— Start Passage given —
In addition to Chen’s submission, the 2021 ACSA/AISC Steel Design Student Competition recognized 18 exceptional projects in two categories, which explored a variety of design issues related to the use of steel in design and construction, offering upper-level architecture students from more than 60 colleges and universities across the U.S. and Canada the opportunity to develop project designs using steel as a primary material.

The judges were impressed by Chen’s concept for a unique truss design. “From a structural perspective,” they said, “the student fully grasps ideas on how trusses can be optimized.”

Cal Poly CAED student Kaiyan Chen.
Cal Poly CAED student Kaiyan Chen.

Chen created the concept by transforming a cultural map of Los Angeles, titled “Biggie, Biggie, Biggie,” which was created by Black artist Mark Bradford. “We understand the painting as a cityscape with two contrasting layers sitting above and below the grade,” said Chen of the final submission. “I combined that with W.E.B. Du Bois’ theory about the Double-Consciousness and decided that each layer represents one state of mind, with the grade serving as the discriminating ‘veil’ that prevents the two from being seen as one.”
— End Passage given —
— Start Supplied information —
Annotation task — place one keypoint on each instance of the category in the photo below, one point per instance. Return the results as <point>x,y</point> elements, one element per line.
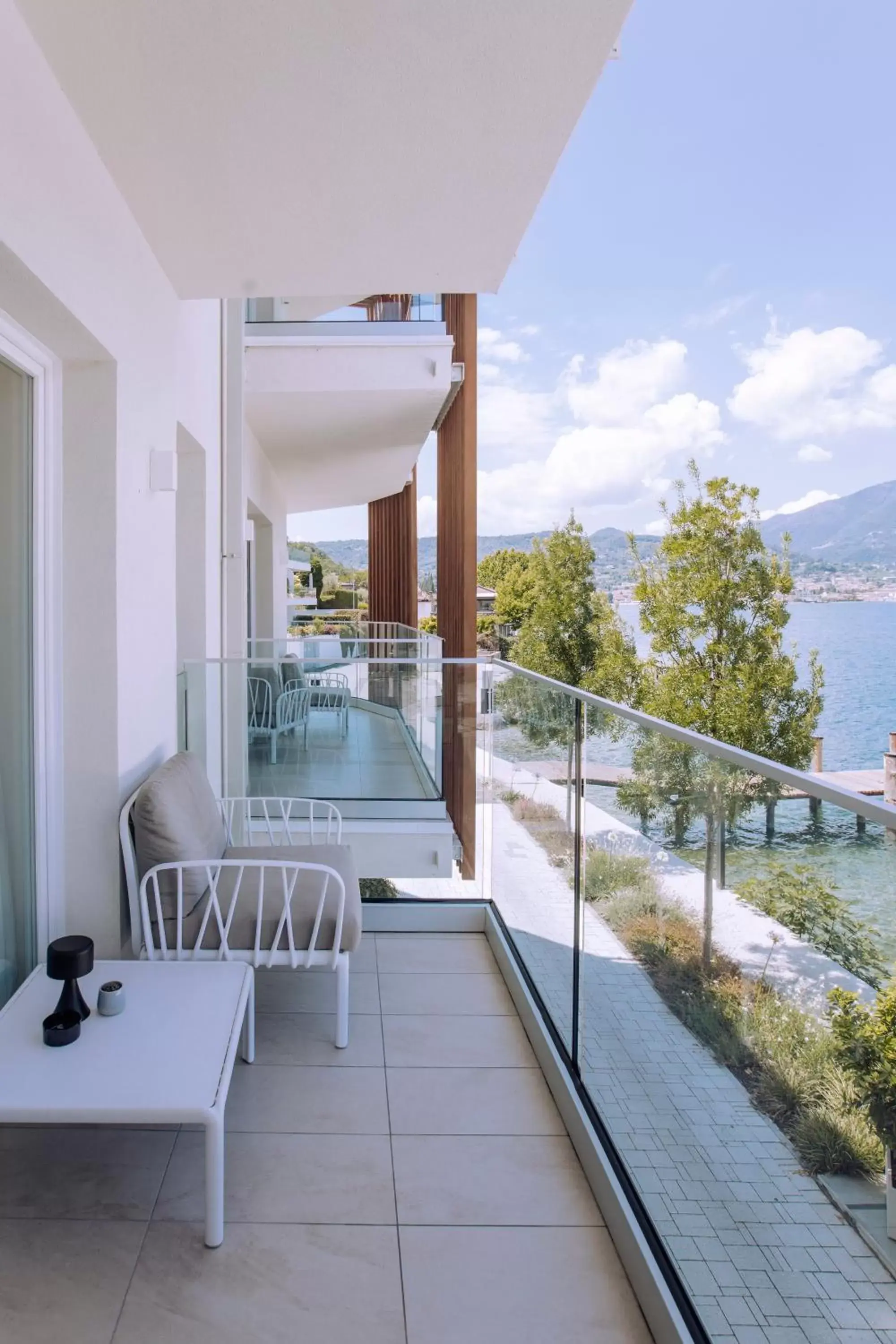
— End Supplied information —
▶ **The tasks**
• A. Using the passage about Kaiyan Chen's steel design entry, answer these:
(i) Besides Chen's entry, how many projects did the 2021 ACSA/AISC Steel Design Student Competition recognize?
(ii) From a structural perspective, what did the judges say the student fully grasps?
(iii) Who made the cultural map of Los Angeles called "Biggie, Biggie, Biggie"?
• B. Extend the passage about Kaiyan Chen's steel design entry with a few sentences that pick up after its last sentence.

▶ **Expected answers**
• A.
(i) 18 projects, in two categories.
(ii) Ideas on how trusses can be optimized.
(iii) Black artist Mark Bradford.

• B.
Chen’s honorable mention-recognized design was drawn from a pool of competitors from institutions such as Auburn, Princeton, Syracuse, Texas A&M, Rochester Institute of Technology, and several UC campuses, including Berkeley.

“This was a particularly challenging project,” said Fowler. “It wasn’t only complicated by the remote learning design studio mode, but also because students were tasked with preparing a complete urban design proposal for a new campus design, focusing this environment on a hybrid library/student union building. Chen did an excellent job responding to all the challenges.”